● Goal 1:
Repeat verbatim the passage in the WebAssembly SIMD128 pull request from "easyaspi314 · 2023-03-14T16:25:20Z" up to and including "Node.JS (make NODE_JS=1)".

Add WebAssembly SIMD128 implementation and Node.JS support #825

easyaspi314 · 2023-03-14T16:25:20Z

Support WebAssembly SIMD128 via the NEON path
- The Emscripten SDK includes the SIMDeverywhere polyfill for <arm_neon.h>
- Since SIMD128 seems to be designed after a subset of NEON, the double width NEON path maps 1:1 and gets full speed with few modifications
  - Note: XXH3_NEON_LANES != 8 IS BAD since SIMDe scalarizes half vectors
- On v8, about 2x faster than scalar on AArch64, 3-4x faster on x86_64
- Firefox seems to be slightly faster on x86, slightly slower on aarch64
Adds a few fixes for compiling with Node.JS (make NODE_JS=1)
- Requires linking nodefs and noderawfs to access local files
- Hook into node.js directly using inline JavaScript to access tty.isatty() from Node instead of the broken isatty() in libc (which always returns 1 for stdin/stdout/stderr)
Add wasm/asmjs to the welcome message
Remove emcc output files on make clean
Add basic CI tests for both WASM and asm.js (the latter of which is painfully slow lol)
Also since I needed to modify XXH3_scrambleAcc_neon, I found a stupidly obvious optimization to standard NEON.

Due to the fact that WebAssembly is JIT-compiled and that JavaScript timer precision is limited due to Spectre, the results may vary.

● Dataset content:

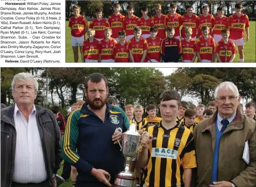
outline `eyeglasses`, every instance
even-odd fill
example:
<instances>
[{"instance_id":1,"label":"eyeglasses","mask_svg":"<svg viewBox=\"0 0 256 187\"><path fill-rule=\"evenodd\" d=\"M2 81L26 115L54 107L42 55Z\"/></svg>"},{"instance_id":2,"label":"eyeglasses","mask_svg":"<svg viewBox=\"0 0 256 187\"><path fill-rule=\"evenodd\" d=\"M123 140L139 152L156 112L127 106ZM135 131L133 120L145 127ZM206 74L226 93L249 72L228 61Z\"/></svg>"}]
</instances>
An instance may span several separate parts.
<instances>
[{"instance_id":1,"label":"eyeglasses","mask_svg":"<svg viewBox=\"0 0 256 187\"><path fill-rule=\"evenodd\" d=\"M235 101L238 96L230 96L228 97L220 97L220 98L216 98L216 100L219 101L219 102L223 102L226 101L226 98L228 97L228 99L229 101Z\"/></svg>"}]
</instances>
==
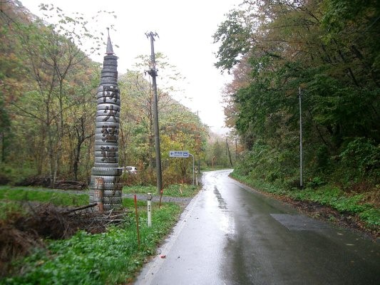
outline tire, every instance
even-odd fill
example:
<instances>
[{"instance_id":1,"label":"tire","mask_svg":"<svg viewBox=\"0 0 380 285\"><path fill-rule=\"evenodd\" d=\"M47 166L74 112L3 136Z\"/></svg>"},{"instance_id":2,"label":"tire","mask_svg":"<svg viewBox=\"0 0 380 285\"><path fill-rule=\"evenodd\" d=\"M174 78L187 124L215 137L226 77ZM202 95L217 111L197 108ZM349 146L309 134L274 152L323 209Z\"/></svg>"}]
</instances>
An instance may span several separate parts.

● Goal 2:
How many lines of the records contain the string "every"? Reply with the number only.

● Full response 1:
easyaspi314 · 2023-03-14T16:25:20Z

Support WebAssembly SIMD128 via the NEON path
- The Emscripten SDK includes the SIMDeverywhere polyfill for <arm_neon.h>
- Since SIMD128 seems to be designed after a subset of NEON, the double width NEON path maps 1:1 and gets full speed with few modifications
  - Note: XXH3_NEON_LANES != 8 IS BAD since SIMDe scalarizes half vectors
- On v8, about 2x faster than scalar on AArch64, 3-4x faster on x86_64
- Firefox seems to be slightly faster on x86, slightly slower on aarch64
Adds a few fixes for compiling with Node.JS (make NODE_JS=1)

● Full response 2:
2